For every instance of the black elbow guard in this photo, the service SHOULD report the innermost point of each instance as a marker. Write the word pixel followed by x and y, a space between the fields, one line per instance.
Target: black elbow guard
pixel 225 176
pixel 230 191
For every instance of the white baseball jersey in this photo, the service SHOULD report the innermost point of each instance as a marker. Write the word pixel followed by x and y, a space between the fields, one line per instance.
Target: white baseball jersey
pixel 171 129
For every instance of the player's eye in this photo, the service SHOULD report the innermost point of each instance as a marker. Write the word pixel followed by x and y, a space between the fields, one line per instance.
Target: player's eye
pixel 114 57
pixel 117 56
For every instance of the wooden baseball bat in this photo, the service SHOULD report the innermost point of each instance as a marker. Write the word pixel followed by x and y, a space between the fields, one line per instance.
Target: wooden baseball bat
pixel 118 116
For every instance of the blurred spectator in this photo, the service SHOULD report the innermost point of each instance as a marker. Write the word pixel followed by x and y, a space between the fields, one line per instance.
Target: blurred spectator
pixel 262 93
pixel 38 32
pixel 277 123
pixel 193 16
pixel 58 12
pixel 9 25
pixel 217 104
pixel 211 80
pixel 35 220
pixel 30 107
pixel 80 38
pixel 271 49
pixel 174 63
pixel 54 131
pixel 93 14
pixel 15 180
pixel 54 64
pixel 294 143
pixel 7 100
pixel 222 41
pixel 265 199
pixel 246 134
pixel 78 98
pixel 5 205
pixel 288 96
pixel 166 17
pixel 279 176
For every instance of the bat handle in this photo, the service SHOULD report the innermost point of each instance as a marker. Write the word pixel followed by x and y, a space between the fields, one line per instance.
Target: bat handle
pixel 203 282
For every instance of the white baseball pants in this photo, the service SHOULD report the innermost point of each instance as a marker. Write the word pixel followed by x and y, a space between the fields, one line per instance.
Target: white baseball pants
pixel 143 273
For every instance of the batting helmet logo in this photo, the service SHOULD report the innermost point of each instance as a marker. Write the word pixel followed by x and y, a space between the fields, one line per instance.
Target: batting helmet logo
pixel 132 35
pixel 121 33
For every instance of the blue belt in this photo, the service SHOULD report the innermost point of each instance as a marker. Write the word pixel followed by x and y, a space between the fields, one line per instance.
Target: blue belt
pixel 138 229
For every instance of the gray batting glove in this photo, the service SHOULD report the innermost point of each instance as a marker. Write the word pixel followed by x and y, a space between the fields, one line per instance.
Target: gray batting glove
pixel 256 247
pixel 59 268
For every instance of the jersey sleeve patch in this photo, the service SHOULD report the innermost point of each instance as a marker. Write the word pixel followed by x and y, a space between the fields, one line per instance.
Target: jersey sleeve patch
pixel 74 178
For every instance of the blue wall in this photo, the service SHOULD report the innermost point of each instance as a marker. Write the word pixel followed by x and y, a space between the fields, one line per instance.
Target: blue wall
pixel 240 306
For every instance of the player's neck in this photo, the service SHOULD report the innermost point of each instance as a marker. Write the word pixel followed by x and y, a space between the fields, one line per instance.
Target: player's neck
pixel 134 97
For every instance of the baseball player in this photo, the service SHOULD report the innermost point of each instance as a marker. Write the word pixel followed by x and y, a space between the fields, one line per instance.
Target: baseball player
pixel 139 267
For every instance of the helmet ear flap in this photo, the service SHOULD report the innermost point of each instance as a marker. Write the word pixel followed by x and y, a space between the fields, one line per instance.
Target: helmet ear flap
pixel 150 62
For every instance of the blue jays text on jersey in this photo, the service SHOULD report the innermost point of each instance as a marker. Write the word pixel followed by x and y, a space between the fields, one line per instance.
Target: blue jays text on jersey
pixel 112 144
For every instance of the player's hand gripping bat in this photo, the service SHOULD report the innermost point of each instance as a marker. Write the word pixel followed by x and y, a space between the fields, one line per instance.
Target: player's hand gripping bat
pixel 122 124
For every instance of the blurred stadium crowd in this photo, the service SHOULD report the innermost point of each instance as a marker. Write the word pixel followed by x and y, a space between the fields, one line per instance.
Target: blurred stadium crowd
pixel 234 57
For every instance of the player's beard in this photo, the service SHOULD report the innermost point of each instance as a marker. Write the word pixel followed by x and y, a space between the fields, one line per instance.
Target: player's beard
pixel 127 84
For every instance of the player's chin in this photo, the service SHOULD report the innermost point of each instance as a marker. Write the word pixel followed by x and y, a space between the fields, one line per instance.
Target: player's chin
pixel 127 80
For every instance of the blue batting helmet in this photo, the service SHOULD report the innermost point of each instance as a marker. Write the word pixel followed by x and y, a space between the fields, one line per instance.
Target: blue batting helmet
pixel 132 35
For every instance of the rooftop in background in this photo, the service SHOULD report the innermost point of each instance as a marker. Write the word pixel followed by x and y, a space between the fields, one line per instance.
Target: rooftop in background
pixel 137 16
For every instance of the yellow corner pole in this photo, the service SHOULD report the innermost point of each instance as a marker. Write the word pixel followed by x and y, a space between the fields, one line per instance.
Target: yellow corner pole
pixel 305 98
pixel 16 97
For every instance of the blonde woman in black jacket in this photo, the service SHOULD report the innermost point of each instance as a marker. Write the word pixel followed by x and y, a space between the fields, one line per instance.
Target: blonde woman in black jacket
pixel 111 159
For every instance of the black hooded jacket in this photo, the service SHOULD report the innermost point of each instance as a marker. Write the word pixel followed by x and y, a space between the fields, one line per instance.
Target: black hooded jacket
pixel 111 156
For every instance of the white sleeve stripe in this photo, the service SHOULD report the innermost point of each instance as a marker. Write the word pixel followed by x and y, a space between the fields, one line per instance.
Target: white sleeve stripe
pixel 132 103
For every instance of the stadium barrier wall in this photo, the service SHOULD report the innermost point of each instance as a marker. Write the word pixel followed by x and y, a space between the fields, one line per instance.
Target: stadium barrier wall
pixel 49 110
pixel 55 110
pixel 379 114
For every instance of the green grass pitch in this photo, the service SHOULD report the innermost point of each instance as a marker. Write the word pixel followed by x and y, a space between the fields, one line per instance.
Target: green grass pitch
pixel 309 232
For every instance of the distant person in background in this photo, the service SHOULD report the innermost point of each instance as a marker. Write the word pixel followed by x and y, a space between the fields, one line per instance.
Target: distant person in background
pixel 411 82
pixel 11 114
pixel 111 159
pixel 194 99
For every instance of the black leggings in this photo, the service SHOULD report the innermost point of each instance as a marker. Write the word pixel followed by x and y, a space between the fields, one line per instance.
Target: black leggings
────
- [Required work]
Turn the records from the line containing "For every instance of the baseball" down to the line containing "pixel 127 84", including both of those lines and nothing else, into a Markdown table with the columns "Row" and "Line", one numbered row per line and skipping any blank lines.

- [Output for this exercise]
| Row | Line |
|---|---|
| 1 | For every instance of the baseball player in this photo, the service SHOULD report the innermost point of each instance as a marker. Write the word pixel followed by x and y, a space between the fields, one line per instance. |
| 2 | Target: baseball player |
| 3 | pixel 139 267 |
| 4 | For every instance of the helmet ear flap in this photo, the service SHOULD report the innermost point of each instance as a marker. Write the word pixel followed by x and y, a space between the fields, one line per instance. |
| 5 | Target: helmet ear flap |
| 6 | pixel 150 62 |
| 7 | For every instance of the blue jays text on jersey in this photo, the service SHOULD report the innermost point of each instance as a marker. Write the word pixel followed by x and y, a space between the fields, one line per instance. |
| 8 | Target: blue jays text on jersey |
| 9 | pixel 112 144 |
| 10 | For every instance of the player's hand gripping bat in this photo, the service SHOULD report the innermost point of each instance as a marker. Write the word pixel followed by x and y, a space between the fields, one line per instance. |
| 11 | Target: player's hand gripping bat |
| 12 | pixel 122 124 |
| 13 | For every instance of the blurred stadium crowd in this photo, the service SHOULD report the innermost point of each instance as a marker. Write the word pixel followed by x and y, a space between the fields, one line per instance. |
| 14 | Target: blurred stadium crowd |
| 15 | pixel 234 57 |
| 16 | For every instance of the player's beard in this photo, the service SHOULD report the innermost point of each instance as a marker. Write the word pixel followed by x and y, a space between the fields, one line per instance. |
| 17 | Target: player's beard |
| 18 | pixel 127 84 |